The exercise: Copy out everything from the line containing "Grounding query — element: power cable" down to the line containing "[262,81,329,288]", and shift each bounding box coordinate in that stretch by adding -111 to it. Keep every other line unchanged.

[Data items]
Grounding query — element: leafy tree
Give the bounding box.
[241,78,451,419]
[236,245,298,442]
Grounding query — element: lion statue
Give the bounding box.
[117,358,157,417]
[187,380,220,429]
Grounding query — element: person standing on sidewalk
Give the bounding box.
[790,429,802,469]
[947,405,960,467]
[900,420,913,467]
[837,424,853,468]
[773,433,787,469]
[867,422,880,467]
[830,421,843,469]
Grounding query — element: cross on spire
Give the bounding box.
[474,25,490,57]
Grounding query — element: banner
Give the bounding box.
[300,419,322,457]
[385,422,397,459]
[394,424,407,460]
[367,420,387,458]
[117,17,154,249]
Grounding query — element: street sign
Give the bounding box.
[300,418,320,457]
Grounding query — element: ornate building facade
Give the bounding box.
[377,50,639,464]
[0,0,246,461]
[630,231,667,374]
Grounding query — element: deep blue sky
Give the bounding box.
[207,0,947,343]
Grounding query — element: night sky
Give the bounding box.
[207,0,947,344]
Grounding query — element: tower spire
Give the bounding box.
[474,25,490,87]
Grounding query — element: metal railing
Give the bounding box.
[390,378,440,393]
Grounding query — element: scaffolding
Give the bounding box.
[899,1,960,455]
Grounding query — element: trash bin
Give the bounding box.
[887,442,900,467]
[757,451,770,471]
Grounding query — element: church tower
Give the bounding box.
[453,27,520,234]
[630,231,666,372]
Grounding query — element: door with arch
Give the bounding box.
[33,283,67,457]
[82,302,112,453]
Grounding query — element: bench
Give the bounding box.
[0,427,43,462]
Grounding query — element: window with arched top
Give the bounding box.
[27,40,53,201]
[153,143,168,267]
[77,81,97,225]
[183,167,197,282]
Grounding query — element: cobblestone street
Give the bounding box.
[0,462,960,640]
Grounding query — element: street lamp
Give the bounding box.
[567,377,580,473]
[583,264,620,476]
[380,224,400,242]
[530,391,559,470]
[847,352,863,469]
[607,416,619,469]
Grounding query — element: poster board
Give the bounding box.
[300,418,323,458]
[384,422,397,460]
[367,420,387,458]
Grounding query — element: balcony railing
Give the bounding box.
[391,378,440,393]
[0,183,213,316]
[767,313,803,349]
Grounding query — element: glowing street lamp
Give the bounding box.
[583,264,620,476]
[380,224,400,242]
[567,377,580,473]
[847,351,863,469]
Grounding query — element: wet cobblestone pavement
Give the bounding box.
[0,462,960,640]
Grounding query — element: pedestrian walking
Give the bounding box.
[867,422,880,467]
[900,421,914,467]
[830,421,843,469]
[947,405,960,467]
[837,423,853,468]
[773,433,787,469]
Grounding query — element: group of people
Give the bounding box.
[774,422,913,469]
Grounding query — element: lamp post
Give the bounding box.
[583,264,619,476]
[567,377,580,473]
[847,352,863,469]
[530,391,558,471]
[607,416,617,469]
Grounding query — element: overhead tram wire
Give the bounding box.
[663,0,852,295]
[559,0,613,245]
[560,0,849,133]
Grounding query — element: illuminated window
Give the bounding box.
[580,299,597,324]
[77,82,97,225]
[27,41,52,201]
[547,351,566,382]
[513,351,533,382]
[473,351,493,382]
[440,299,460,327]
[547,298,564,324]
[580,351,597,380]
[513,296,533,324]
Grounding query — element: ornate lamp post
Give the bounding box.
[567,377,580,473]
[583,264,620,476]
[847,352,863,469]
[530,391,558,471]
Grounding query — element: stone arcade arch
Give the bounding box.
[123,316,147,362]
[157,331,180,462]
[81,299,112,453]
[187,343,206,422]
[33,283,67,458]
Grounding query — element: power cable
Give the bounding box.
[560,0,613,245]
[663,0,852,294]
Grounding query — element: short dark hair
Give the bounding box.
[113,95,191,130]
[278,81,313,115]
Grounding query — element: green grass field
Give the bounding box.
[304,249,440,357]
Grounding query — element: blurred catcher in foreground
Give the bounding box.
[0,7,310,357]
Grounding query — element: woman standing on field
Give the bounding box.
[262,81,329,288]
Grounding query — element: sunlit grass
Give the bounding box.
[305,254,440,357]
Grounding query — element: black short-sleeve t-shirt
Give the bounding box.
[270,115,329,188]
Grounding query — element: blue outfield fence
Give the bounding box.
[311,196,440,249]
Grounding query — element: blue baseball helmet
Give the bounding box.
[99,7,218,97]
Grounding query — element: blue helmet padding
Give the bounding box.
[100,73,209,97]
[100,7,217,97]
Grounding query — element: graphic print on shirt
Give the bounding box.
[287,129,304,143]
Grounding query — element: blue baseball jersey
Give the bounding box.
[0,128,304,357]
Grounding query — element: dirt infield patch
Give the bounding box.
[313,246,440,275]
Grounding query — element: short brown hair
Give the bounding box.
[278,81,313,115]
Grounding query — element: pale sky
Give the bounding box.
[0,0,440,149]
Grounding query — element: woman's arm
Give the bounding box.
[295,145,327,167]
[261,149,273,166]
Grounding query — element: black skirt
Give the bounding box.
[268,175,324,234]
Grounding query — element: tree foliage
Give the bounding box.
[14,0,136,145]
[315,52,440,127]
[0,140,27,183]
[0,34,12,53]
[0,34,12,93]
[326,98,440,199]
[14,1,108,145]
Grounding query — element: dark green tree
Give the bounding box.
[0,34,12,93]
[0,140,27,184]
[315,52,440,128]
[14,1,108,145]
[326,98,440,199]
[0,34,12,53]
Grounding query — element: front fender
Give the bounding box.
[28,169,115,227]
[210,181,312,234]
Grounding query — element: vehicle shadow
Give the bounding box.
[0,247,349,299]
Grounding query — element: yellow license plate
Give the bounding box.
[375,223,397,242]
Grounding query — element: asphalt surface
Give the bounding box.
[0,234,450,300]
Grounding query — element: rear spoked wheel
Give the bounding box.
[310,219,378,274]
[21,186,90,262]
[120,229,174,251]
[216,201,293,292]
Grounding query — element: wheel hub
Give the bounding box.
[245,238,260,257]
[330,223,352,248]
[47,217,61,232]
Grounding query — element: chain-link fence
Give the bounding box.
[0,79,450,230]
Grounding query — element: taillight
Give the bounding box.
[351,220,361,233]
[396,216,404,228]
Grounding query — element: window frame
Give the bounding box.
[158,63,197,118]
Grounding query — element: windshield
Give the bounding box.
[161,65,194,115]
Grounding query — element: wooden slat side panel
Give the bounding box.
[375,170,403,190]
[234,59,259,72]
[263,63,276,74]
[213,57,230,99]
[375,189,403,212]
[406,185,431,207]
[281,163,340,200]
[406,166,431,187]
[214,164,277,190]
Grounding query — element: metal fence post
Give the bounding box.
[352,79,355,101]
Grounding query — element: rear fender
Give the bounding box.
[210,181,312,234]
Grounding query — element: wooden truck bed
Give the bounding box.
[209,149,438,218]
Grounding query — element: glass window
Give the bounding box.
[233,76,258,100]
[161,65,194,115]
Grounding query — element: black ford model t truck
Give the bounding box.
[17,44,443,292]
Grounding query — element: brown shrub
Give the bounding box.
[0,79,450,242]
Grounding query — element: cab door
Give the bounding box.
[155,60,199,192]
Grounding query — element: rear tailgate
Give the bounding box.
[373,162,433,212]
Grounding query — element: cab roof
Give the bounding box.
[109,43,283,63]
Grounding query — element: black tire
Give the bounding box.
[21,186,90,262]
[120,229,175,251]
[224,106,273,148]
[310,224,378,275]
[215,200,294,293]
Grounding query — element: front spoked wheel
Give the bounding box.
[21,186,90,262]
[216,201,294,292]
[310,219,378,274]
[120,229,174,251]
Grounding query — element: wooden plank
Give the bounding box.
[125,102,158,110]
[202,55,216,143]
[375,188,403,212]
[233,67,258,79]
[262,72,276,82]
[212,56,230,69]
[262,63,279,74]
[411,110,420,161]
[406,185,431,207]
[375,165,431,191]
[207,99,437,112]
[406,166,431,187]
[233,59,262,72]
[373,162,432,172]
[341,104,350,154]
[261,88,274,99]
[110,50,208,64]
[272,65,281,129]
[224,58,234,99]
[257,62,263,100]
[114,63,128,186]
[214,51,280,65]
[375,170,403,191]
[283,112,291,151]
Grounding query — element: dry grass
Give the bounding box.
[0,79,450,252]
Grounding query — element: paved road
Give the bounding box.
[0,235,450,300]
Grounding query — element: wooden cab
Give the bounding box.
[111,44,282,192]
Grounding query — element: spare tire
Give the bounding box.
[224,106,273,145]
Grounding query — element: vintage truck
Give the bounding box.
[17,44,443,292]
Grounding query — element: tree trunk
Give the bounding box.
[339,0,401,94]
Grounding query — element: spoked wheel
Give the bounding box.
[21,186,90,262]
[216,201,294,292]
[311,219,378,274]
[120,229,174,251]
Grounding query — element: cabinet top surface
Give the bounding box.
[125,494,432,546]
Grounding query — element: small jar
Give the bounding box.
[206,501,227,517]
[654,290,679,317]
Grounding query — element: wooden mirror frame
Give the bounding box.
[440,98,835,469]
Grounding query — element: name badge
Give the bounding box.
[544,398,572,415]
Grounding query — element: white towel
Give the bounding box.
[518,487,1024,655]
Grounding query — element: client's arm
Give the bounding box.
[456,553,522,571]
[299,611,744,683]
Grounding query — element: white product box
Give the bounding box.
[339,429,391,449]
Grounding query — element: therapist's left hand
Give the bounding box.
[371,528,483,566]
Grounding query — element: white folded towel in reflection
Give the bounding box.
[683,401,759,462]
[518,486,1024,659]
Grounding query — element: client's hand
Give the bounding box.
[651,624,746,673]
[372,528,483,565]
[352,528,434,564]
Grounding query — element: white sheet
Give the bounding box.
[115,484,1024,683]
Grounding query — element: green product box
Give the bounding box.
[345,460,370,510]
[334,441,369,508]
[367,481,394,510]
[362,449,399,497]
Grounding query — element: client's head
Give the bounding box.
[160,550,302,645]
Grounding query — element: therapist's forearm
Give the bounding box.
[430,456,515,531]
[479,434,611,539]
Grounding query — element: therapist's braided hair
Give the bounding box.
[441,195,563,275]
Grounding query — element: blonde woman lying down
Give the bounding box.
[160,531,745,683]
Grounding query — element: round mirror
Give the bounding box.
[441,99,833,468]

Complete output:
Grounding query — element: power cable
Give the bounding box.
[449,-111,502,134]
[552,-111,741,183]
Grounding query — element: short dark hair
Give the bounding box.
[2,-16,80,19]
[167,-30,202,4]
Grounding query — element: green grass field
Give the bounding box.
[193,138,329,246]
Grounding query — element: blurred catcher in foreground
Give the bounding box.
[-111,-104,199,246]
Grounding query — element: woman standing on field
Give the bounding box.
[151,-30,218,177]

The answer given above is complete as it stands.